--- Begin Records supplied ---
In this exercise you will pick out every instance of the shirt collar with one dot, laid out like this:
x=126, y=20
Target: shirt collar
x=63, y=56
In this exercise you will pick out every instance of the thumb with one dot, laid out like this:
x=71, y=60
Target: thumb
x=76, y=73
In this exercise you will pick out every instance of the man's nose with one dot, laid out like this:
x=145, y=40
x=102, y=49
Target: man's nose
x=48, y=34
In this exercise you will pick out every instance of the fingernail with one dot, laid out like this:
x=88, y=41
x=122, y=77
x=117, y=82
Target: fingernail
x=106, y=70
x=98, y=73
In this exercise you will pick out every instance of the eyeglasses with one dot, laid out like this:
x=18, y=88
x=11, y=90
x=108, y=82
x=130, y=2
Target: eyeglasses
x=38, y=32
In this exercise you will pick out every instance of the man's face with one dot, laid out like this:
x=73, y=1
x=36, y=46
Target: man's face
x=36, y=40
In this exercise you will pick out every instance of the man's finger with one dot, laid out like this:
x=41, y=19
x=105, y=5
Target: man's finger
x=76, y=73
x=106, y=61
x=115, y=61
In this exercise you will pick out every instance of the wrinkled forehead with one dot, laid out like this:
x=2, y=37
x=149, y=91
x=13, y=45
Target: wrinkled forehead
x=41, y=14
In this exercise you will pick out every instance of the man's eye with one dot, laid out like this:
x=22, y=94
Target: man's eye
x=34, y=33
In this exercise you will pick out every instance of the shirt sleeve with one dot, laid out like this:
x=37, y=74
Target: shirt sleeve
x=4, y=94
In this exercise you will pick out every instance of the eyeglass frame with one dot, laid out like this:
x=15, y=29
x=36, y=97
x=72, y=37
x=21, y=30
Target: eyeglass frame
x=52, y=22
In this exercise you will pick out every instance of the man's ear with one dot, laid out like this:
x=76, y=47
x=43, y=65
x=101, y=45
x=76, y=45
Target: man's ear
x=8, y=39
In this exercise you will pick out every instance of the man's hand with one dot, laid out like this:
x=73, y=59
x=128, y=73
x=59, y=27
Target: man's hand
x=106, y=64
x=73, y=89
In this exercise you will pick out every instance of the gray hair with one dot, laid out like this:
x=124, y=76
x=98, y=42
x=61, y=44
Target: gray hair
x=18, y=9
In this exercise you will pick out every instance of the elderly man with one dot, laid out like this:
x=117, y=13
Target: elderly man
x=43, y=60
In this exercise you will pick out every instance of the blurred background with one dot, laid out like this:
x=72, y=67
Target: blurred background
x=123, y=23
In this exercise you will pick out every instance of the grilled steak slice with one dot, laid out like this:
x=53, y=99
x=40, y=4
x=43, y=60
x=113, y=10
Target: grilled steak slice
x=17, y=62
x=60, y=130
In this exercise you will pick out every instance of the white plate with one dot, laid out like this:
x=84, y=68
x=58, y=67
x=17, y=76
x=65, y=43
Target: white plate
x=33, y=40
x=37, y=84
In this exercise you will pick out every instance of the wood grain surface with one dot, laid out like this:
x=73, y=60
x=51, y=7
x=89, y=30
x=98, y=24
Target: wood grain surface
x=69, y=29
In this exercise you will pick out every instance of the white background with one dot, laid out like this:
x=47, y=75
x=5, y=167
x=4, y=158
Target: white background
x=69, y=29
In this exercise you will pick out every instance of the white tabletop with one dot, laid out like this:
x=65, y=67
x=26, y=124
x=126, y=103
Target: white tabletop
--- End Records supplied ---
- What is being asked
Reproduce verbatim the lines above, starting at the line containing "of the eyeglasses" and ending at the line containing "x=115, y=61", with both of those lines included.

- Full solution
In this exercise you will pick out every instance of the eyeglasses with one dot, laid out like this:
x=18, y=88
x=11, y=90
x=108, y=82
x=130, y=2
Target: eyeglasses
x=38, y=32
In this exercise you will pick out every instance of the man's face with one dot, laid out like this:
x=73, y=1
x=36, y=46
Target: man's face
x=36, y=40
In this exercise you will pick out every instance of the man's finger with one dot, laid out like this:
x=41, y=19
x=105, y=5
Target: man's finger
x=76, y=73
x=106, y=61
x=115, y=61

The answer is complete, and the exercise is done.